▶ **Task**: Give again, character for character, the lines that lie between the first line of the material and the line with "M 398 196 L", inclusive. Omit pictures.
------ Input data
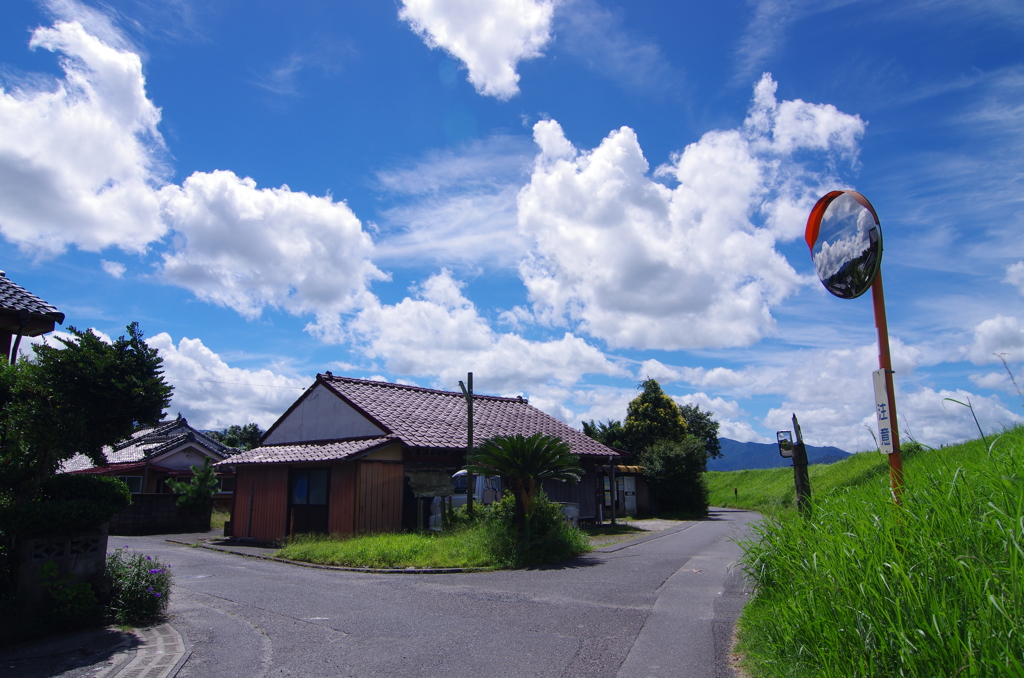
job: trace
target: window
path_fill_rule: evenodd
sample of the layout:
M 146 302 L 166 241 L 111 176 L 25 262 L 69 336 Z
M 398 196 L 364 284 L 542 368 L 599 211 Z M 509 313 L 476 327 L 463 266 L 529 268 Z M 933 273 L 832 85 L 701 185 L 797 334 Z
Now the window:
M 327 471 L 325 468 L 292 469 L 288 494 L 292 506 L 325 506 L 327 504 Z
M 142 493 L 142 476 L 117 476 L 117 479 L 127 485 L 132 494 Z
M 231 492 L 234 492 L 235 491 L 235 478 L 234 478 L 234 476 L 224 477 L 224 478 L 217 478 L 217 491 L 218 492 L 222 492 L 222 493 L 226 493 L 226 494 L 230 494 Z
------------
▶ **Exercise solution**:
job: trace
target: window
path_fill_rule: evenodd
sample of the layout:
M 146 302 L 166 241 L 111 176 L 25 262 L 69 336 Z
M 398 196 L 364 284 L 542 368 L 599 211 Z M 509 313 L 476 327 L 463 266 L 529 268 Z M 933 273 L 832 85 L 701 185 L 797 334 Z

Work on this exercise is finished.